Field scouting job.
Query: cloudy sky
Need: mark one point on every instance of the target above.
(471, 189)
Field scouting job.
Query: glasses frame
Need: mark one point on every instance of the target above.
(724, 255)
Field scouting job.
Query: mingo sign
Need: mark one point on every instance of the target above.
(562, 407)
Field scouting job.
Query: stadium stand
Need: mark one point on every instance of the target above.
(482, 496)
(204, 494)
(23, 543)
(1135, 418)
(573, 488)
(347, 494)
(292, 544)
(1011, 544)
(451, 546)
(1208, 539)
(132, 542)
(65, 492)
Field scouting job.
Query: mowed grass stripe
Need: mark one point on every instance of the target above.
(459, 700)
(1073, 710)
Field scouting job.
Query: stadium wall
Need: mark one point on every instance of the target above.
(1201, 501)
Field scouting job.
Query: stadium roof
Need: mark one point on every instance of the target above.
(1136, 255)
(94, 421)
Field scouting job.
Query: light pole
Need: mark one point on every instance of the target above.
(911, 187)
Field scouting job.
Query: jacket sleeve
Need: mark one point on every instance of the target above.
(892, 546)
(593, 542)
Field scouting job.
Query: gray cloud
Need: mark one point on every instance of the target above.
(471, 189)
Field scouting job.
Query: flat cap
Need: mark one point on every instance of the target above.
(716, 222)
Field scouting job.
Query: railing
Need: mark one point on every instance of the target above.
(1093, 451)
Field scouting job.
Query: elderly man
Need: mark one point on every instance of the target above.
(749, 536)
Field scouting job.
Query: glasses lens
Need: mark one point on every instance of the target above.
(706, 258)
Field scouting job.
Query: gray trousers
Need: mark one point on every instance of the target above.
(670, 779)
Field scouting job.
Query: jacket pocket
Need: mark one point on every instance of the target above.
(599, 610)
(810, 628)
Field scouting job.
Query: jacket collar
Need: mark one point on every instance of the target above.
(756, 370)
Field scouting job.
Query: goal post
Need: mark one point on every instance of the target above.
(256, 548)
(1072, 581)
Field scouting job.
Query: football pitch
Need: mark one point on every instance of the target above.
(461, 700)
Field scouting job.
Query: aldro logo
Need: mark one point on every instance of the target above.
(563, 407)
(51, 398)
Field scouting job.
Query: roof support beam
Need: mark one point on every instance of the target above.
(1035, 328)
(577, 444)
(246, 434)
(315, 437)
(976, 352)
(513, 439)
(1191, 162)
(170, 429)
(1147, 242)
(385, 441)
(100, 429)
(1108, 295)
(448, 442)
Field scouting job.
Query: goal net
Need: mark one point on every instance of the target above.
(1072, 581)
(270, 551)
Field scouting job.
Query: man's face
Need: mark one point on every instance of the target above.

Problem> Return the entries in full, keeping every line exactly as it is.

Response>
Field scouting job.
Query: cloudy sky
Need: mark one point on every instance of the target above.
(471, 189)
Field scouting job.
Query: glasses frame
Need: mark one point on every instance of the target above.
(724, 255)
Field scouting job.
Query: mingo sign
Need: mark one point on every instance of the target above.
(562, 407)
Field scouting job.
Query: stadium stand
Need: mark one point on every instance of the target above.
(482, 496)
(204, 494)
(23, 543)
(1135, 418)
(573, 488)
(347, 494)
(292, 544)
(1011, 544)
(451, 546)
(1208, 539)
(132, 542)
(65, 492)
Field scouting job.
Query: mowed grass stripe
Need: mark one point on every instance of the target above.
(459, 700)
(1073, 710)
Field scouting job.
Query: stadium wall
Need: mark one point on every instance of the target above.
(1201, 501)
Field scouting job.
Query: stadium roof
Need: mark one point on every instance of the target above.
(1136, 255)
(94, 421)
Field scouting job.
Query: light pole
Need: mark one point on every instance of the target above.
(911, 187)
Field scouting job.
Query: jacket sleeve
Need: mark one point on every instance of the target above.
(892, 546)
(593, 542)
Field scouting job.
Query: gray cloud
Need: mark one point on every instance of the target above.
(471, 189)
Field scouting job.
Query: flat cap
Need: mark one point on every instance of the target above.
(716, 222)
Field scouting job.
Query: railing
Need: mark one point on every instance of the target above.
(1093, 451)
Field scouting job.
Query: elderly man
Need: mark one point on every instance of the target above.
(749, 536)
Field scouting job.
Query: glasses lens
Need: mark one point on every instance of the target above.
(706, 258)
Field scouting job.
Query: gray trousers
Need: mark one point on every instance of the target above.
(670, 779)
Field scouting job.
Query: jacket pocket
Need: mark one point on every instance of the target above.
(599, 610)
(810, 628)
Field scouting job.
Query: jacket collar
Need: mark one point on every instance of the target above.
(756, 370)
Field scouting job.
Query: goal post
Need: mark one point on every instance of the target above.
(256, 548)
(1072, 581)
Field scouting job.
Query: football pitch
Need: mark one point on every instance of the target above.
(461, 700)
Field scouting job.
Query: aldro logo
Need: mark one point on every instance of the target above.
(563, 407)
(51, 398)
Field scouting job.
Query: roof support beam
Need: mark one point on every instance of the target above.
(1035, 328)
(577, 444)
(246, 434)
(315, 437)
(976, 352)
(513, 439)
(1191, 162)
(170, 429)
(1147, 242)
(385, 441)
(100, 429)
(1108, 295)
(448, 442)
Field scouting job.
Query: goal net
Need: mark one point on every instance of the target above.
(1072, 581)
(270, 551)
Field scouting job.
Query: man's face
Need: mark one point on every instance of the target above.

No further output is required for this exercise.